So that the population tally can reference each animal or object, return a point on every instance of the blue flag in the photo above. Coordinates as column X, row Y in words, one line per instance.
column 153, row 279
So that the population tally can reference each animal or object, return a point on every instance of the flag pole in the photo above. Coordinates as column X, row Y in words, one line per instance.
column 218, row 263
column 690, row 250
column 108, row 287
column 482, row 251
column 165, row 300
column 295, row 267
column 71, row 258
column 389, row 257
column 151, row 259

***

* AIM OF THE EXERCISE *
Type out the material again exactly as presented.

* SOLUTION FOR THIS PROBLEM *
So that the population tally can reference each animal or object, return a point on every instance of the blue flag in the photo above. Coordinates as column X, row Y in words, one line per instance.
column 153, row 279
So that the population tally can reference each animal or object, return a point on every instance of the flag pole in the photo above. Coordinates as column X, row Y in words, one line per instance.
column 218, row 263
column 690, row 250
column 108, row 287
column 482, row 251
column 165, row 300
column 295, row 267
column 71, row 258
column 389, row 257
column 151, row 259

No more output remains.